• **Material for this exercise**:

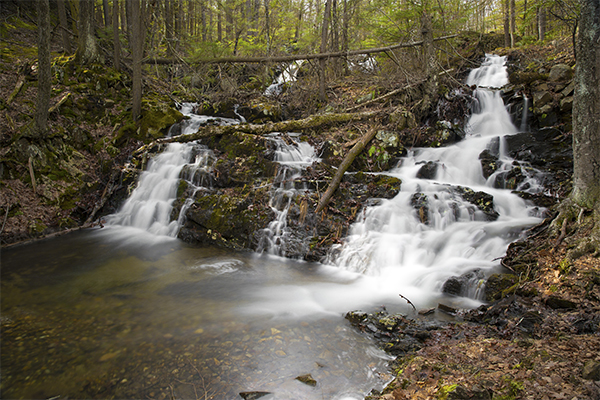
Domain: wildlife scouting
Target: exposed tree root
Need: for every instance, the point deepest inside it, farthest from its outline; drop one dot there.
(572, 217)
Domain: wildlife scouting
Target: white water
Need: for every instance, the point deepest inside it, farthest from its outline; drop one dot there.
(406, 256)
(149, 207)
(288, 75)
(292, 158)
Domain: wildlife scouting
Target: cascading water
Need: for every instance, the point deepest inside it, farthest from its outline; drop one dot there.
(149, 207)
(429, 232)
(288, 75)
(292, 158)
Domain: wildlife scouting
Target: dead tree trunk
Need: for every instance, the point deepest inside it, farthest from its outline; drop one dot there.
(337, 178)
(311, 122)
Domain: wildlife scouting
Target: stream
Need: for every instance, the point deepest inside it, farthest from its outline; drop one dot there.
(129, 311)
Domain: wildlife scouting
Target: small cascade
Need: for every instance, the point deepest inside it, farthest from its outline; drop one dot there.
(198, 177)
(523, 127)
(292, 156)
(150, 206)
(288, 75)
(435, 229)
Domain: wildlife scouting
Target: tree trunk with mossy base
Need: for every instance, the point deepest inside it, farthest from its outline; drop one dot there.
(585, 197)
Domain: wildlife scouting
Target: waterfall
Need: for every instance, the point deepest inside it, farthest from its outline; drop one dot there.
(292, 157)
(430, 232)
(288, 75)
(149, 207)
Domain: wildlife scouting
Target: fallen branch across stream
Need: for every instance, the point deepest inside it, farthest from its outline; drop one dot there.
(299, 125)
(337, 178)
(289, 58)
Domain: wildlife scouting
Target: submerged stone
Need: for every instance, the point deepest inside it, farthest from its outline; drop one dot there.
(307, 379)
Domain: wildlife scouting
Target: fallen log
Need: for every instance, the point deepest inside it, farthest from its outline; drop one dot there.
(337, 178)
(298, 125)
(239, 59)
--
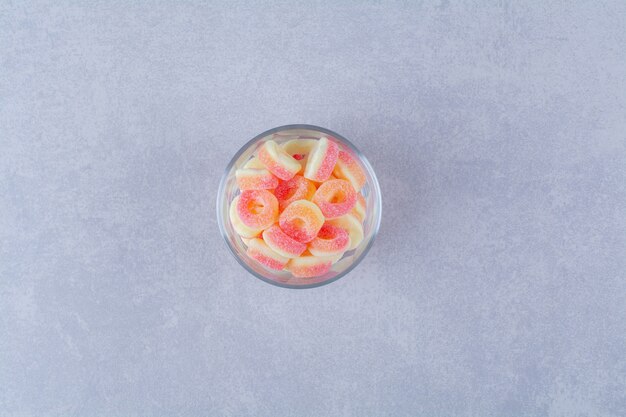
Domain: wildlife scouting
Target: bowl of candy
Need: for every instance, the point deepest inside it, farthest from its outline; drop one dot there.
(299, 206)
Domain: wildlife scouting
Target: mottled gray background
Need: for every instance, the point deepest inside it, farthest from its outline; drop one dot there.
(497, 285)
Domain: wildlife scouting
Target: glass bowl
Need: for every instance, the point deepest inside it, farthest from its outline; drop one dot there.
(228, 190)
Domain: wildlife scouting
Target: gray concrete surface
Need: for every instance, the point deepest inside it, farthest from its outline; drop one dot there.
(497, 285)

• **Directions**: Count the lines in the listing above that contain the word "tree", and reply with that number alone.

• **Reply**: 3